Every line of the data that contains the string "target" must be copied.

☆ ☆ ☆ ☆

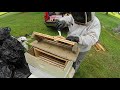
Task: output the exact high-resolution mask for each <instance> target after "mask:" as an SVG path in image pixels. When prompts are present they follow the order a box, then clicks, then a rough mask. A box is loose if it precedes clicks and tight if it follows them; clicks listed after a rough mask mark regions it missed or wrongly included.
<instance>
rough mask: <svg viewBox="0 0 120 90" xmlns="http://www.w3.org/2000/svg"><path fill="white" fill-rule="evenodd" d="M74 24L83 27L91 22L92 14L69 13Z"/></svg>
mask: <svg viewBox="0 0 120 90" xmlns="http://www.w3.org/2000/svg"><path fill="white" fill-rule="evenodd" d="M71 14H72V16H73V18H74V22H75V23H76V24H80V25H85V24H87V23H88V22H90V21H92V20H93V18H94V15H95V13H94V12H71Z"/></svg>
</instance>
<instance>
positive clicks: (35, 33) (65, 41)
mask: <svg viewBox="0 0 120 90" xmlns="http://www.w3.org/2000/svg"><path fill="white" fill-rule="evenodd" d="M32 37H37V38H42V39H48V40H53V41H59V42H62V43H65V44H69V45H73V46H74V44H75V42H72V41H69V40H65V39H61V38H56V37H55V36H50V35H47V34H42V33H38V32H33V34H32Z"/></svg>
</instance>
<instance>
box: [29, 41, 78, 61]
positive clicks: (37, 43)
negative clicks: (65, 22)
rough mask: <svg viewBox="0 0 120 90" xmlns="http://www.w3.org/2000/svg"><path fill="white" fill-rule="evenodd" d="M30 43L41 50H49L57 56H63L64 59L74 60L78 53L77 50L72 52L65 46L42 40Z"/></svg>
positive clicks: (35, 41)
mask: <svg viewBox="0 0 120 90" xmlns="http://www.w3.org/2000/svg"><path fill="white" fill-rule="evenodd" d="M31 45H32V46H34V47H36V48H39V49H40V50H42V51H45V52H46V53H47V52H49V53H50V54H51V55H55V56H57V58H63V59H66V60H71V61H76V58H77V56H78V54H79V52H77V53H73V52H71V51H70V50H68V49H66V48H63V47H59V46H56V45H52V44H48V43H46V42H43V41H41V42H37V41H34V42H32V43H31Z"/></svg>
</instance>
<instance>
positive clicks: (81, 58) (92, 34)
mask: <svg viewBox="0 0 120 90" xmlns="http://www.w3.org/2000/svg"><path fill="white" fill-rule="evenodd" d="M85 18H86V19H85V24H83V25H82V24H76V23H75V19H74V18H73V16H72V15H71V14H70V15H69V16H64V17H63V18H60V19H59V21H65V22H66V24H67V25H68V28H69V32H68V36H77V37H79V42H78V45H79V47H80V54H79V55H78V58H77V60H76V62H74V64H73V67H74V69H75V70H76V71H77V70H78V68H79V66H80V62H81V61H82V60H83V58H84V57H85V55H86V52H87V51H89V50H90V49H91V47H92V46H93V45H94V44H95V43H96V42H97V41H98V40H99V36H100V32H101V24H100V21H99V19H98V18H97V17H96V16H95V13H94V12H91V20H90V21H89V22H87V15H86V12H85Z"/></svg>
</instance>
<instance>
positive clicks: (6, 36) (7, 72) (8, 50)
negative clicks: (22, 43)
mask: <svg viewBox="0 0 120 90" xmlns="http://www.w3.org/2000/svg"><path fill="white" fill-rule="evenodd" d="M10 30H11V29H10V28H4V29H1V28H0V34H1V36H0V43H1V44H0V78H27V77H29V75H30V74H31V72H30V69H29V67H28V63H27V62H26V59H25V56H24V53H25V48H24V47H23V46H22V44H21V43H20V42H19V41H18V40H17V39H15V38H14V37H12V36H10ZM5 36H6V37H5Z"/></svg>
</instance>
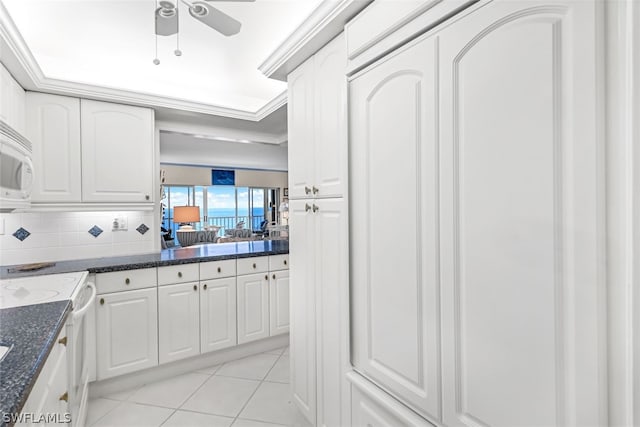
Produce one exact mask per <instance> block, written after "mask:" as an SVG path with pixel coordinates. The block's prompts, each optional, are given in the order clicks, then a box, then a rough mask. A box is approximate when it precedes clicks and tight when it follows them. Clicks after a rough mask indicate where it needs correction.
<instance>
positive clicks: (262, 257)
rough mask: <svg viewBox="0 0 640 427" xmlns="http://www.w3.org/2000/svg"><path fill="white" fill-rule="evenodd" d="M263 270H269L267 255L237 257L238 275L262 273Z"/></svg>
mask: <svg viewBox="0 0 640 427" xmlns="http://www.w3.org/2000/svg"><path fill="white" fill-rule="evenodd" d="M265 271H269V257H268V256H261V257H254V258H239V259H238V276H240V275H243V274H253V273H264V272H265Z"/></svg>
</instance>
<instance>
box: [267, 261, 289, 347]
mask: <svg viewBox="0 0 640 427" xmlns="http://www.w3.org/2000/svg"><path fill="white" fill-rule="evenodd" d="M269 274H270V278H269V335H271V336H273V335H279V334H286V333H287V332H289V271H288V270H282V271H274V272H270V273H269Z"/></svg>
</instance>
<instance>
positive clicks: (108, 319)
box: [96, 287, 158, 380]
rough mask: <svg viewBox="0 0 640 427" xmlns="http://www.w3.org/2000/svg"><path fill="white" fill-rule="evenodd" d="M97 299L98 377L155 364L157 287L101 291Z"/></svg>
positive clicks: (123, 373) (97, 374) (156, 334)
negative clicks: (120, 290) (102, 292)
mask: <svg viewBox="0 0 640 427" xmlns="http://www.w3.org/2000/svg"><path fill="white" fill-rule="evenodd" d="M96 298H97V304H96V337H97V350H98V352H97V379H98V380H103V379H107V378H111V377H115V376H117V375H121V374H126V373H129V372H134V371H138V370H140V369H144V368H149V367H152V366H156V365H157V364H158V290H157V288H156V287H153V288H148V289H139V290H135V291H125V292H116V293H110V294H103V295H98V296H97V297H96Z"/></svg>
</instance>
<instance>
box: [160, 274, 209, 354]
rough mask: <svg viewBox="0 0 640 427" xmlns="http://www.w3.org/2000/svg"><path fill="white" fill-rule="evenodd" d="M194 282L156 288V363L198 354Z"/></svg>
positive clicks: (197, 283)
mask: <svg viewBox="0 0 640 427" xmlns="http://www.w3.org/2000/svg"><path fill="white" fill-rule="evenodd" d="M199 294H200V293H199V284H198V282H192V283H181V284H179V285H168V286H160V287H158V330H159V331H160V334H159V338H158V344H159V347H158V351H159V355H158V357H159V362H160V363H167V362H173V361H174V360H180V359H184V358H185V357H190V356H197V355H198V354H200V296H199Z"/></svg>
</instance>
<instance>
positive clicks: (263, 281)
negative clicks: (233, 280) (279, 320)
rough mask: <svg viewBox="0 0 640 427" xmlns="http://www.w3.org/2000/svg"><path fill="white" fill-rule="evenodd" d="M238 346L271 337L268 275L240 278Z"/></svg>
mask: <svg viewBox="0 0 640 427" xmlns="http://www.w3.org/2000/svg"><path fill="white" fill-rule="evenodd" d="M237 287H238V344H243V343H245V342H249V341H255V340H258V339H260V338H266V337H268V336H269V275H268V273H257V274H249V275H246V276H238V278H237Z"/></svg>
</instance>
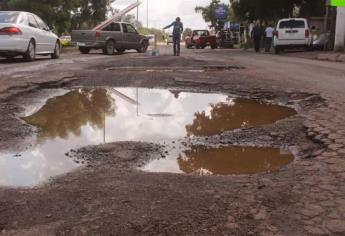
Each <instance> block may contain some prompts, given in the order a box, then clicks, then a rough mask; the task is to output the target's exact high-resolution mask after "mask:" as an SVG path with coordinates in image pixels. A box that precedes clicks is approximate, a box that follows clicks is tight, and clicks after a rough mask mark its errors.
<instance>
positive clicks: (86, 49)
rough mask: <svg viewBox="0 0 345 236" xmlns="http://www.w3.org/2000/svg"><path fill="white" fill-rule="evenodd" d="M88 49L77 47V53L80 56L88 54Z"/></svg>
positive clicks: (87, 48)
mask: <svg viewBox="0 0 345 236" xmlns="http://www.w3.org/2000/svg"><path fill="white" fill-rule="evenodd" d="M90 50H91V49H90V48H85V47H79V52H80V53H81V54H88V53H89V52H90Z"/></svg>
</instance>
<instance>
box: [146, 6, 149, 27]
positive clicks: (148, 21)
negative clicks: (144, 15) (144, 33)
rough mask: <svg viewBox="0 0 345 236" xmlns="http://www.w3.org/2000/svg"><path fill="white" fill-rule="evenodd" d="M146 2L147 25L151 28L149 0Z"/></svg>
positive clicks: (146, 16) (146, 22)
mask: <svg viewBox="0 0 345 236" xmlns="http://www.w3.org/2000/svg"><path fill="white" fill-rule="evenodd" d="M146 2H147V4H146V27H147V28H149V0H147V1H146Z"/></svg>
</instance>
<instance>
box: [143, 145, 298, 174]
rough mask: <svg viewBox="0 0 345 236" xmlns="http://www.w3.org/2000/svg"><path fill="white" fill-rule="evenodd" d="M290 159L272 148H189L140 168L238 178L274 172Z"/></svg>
mask: <svg viewBox="0 0 345 236" xmlns="http://www.w3.org/2000/svg"><path fill="white" fill-rule="evenodd" d="M176 157H177V158H176ZM293 160H294V157H293V155H292V154H291V153H290V152H289V151H287V150H281V149H275V148H256V147H238V146H233V147H219V148H208V147H205V146H192V147H190V148H189V149H187V150H185V151H183V152H181V154H178V155H176V154H175V155H174V154H173V155H170V156H168V157H167V158H164V159H159V160H153V161H151V162H150V163H148V164H146V165H145V166H144V167H142V168H140V169H141V170H143V171H148V172H168V173H186V174H198V175H239V174H255V173H260V172H268V171H274V170H278V169H280V168H281V167H284V166H286V165H288V164H289V163H290V162H292V161H293Z"/></svg>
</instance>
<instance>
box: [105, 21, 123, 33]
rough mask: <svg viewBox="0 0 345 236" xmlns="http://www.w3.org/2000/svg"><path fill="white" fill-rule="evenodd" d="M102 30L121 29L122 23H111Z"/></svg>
mask: <svg viewBox="0 0 345 236" xmlns="http://www.w3.org/2000/svg"><path fill="white" fill-rule="evenodd" d="M102 31H116V32H119V31H121V28H120V24H119V23H111V24H110V25H108V26H107V27H105V28H103V29H102Z"/></svg>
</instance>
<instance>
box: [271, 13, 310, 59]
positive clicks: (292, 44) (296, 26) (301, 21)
mask: <svg viewBox="0 0 345 236" xmlns="http://www.w3.org/2000/svg"><path fill="white" fill-rule="evenodd" d="M273 44H274V49H275V52H276V53H279V52H281V51H283V50H284V49H289V48H304V49H306V50H309V49H311V47H312V35H311V32H310V29H309V25H308V21H307V20H306V19H304V18H288V19H282V20H280V21H279V22H278V24H277V28H276V31H275V35H274V41H273Z"/></svg>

☆ ☆ ☆ ☆

- _Result of this task_:
Task: output the exact high-resolution mask for each <instance> target after "mask:" as an SVG path in image pixels. When prompts are present they follow the order a box, then clicks, then a rough mask. A box is loose if it precedes clicks and tight if it follows them; clicks listed after a rough mask mark regions it missed or wrongly included.
Each <instance> block may contain some prompts, given in the order a box, then clicks, then a rough mask; the task is to output the target's exact high-resolution mask after "mask:" as an SVG path with coordinates in image pixels. A box that precedes clicks is approximate, a box that follows clicks is tight, and clicks after a rough mask mark its errors.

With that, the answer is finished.